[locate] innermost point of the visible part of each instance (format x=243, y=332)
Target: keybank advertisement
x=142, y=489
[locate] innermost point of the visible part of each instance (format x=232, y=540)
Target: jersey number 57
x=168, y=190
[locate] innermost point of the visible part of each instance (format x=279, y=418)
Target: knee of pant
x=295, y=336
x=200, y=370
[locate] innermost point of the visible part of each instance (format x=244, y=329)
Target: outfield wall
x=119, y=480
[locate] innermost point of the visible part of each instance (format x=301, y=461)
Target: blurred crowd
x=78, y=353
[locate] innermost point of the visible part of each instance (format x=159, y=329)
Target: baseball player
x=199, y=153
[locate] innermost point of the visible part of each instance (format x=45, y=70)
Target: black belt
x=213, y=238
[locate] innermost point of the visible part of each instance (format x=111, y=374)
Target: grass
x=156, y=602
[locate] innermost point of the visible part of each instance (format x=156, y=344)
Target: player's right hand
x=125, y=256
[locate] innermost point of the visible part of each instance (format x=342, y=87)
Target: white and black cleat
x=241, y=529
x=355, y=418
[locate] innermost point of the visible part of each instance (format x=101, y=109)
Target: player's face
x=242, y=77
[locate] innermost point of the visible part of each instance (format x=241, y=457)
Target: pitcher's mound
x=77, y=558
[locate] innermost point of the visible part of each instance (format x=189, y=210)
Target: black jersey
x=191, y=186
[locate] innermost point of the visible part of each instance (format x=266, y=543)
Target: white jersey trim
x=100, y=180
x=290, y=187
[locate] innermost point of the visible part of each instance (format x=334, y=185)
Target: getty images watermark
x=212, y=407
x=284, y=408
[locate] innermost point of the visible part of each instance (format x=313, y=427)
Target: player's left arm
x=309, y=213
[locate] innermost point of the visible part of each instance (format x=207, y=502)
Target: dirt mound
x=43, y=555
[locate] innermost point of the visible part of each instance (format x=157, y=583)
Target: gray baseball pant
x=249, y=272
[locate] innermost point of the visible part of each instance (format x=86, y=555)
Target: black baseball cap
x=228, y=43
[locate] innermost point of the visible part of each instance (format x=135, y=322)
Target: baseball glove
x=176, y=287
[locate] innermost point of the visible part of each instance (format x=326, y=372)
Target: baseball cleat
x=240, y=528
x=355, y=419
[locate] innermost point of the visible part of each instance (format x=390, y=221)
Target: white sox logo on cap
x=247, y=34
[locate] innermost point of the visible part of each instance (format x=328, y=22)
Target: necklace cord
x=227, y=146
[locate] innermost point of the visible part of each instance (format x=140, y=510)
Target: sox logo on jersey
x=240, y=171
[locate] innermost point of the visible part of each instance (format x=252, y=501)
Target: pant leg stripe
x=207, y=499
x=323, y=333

**STATED PROBLEM**
Please render the records above as a Markdown table with the columns "No." and "Text", with one numbered row per line and no blank lines.

**TASK RESPONSE**
| No. | Text |
|---|---|
| 1 | [locate] innermost point of the visible part of each instance (format x=243, y=332) |
| 2 | Target: keybank advertisement |
| 3 | x=142, y=489 |
| 4 | [locate] innermost point of the visible part of each instance (format x=232, y=540) |
| 5 | Target: jersey number 57 |
| 6 | x=168, y=190 |
| 7 | [locate] innermost point of the visible part of each instance (format x=279, y=418) |
| 8 | Target: knee of pant |
| 9 | x=295, y=336 |
| 10 | x=200, y=370 |
| 11 | [locate] innermost point of the visible part of each instance (format x=244, y=329) |
| 12 | Target: outfield wall |
| 13 | x=119, y=480 |
| 14 | [locate] innermost point of the visible part of each instance (format x=301, y=461) |
| 15 | Target: blurred crowd |
| 16 | x=78, y=353 |
| 17 | [locate] innermost point of the visible part of each instance (format x=159, y=329) |
| 18 | Target: baseball player |
| 19 | x=199, y=153 |
| 20 | [locate] innermost point of the visible part of each instance (format x=45, y=70) |
| 21 | Target: black belt |
| 22 | x=213, y=238 |
| 23 | [locate] innermost point of the visible part of each instance (format x=111, y=374) |
| 24 | Target: grass |
| 25 | x=156, y=602 |
| 26 | [locate] innermost point of the visible part of each instance (format x=156, y=344) |
| 27 | Target: player's right hand |
| 28 | x=125, y=256 |
| 29 | [locate] innermost point of the visible part of each instance (format x=342, y=87) |
| 30 | Target: white and black cleat |
| 31 | x=241, y=529 |
| 32 | x=355, y=418 |
| 33 | [locate] innermost point of the visible part of each instance (format x=101, y=109) |
| 34 | Target: player's face |
| 35 | x=242, y=77 |
| 36 | [locate] innermost point of the visible part of each instance (format x=241, y=457) |
| 37 | Target: pitcher's mound |
| 38 | x=77, y=558 |
| 39 | [locate] innermost point of the visible part of each instance (format x=189, y=210) |
| 40 | Target: black jersey |
| 41 | x=191, y=186 |
| 42 | [locate] innermost point of the visible part of each instance (format x=266, y=543) |
| 43 | Target: white jersey trim |
| 44 | x=100, y=180 |
| 45 | x=290, y=187 |
| 46 | [locate] innermost point of the visible part of each instance (format x=334, y=185) |
| 47 | Target: getty images watermark |
| 48 | x=212, y=407 |
| 49 | x=284, y=408 |
| 50 | [locate] innermost point of the visible part of each instance (format x=313, y=427) |
| 51 | Target: player's left arm |
| 52 | x=309, y=213 |
| 53 | [locate] innermost point of the visible part of each instance (format x=207, y=502) |
| 54 | Target: dirt mound |
| 55 | x=43, y=555 |
| 56 | [locate] innermost point of the visible part of each instance (format x=157, y=583) |
| 57 | Target: gray baseball pant |
| 58 | x=249, y=272 |
| 59 | [locate] innermost point of the visible part of each instance (format x=86, y=555) |
| 60 | Target: black baseball cap |
| 61 | x=228, y=43 |
| 62 | [locate] innermost point of the visible part of each instance (format x=135, y=322) |
| 63 | Target: baseball glove |
| 64 | x=176, y=287 |
| 65 | [locate] innermost point of the visible part of each instance (format x=326, y=372) |
| 66 | Target: baseball cleat |
| 67 | x=240, y=528 |
| 68 | x=355, y=419 |
| 69 | [locate] innermost point of the visible part of each instance (format x=390, y=221) |
| 70 | Target: white sox logo on cap |
| 71 | x=247, y=34 |
| 72 | [locate] innermost point of the visible part of each instance (format x=328, y=22) |
| 73 | Target: necklace cord |
| 74 | x=227, y=146 |
| 75 | [locate] innermost point of the visible part of each instance (format x=140, y=510) |
| 76 | Target: sox logo on jersey |
| 77 | x=240, y=171 |
| 78 | [locate] innermost point of the visible part of each instance (format x=252, y=501) |
| 79 | Target: pant leg stripe |
| 80 | x=207, y=499 |
| 81 | x=323, y=333 |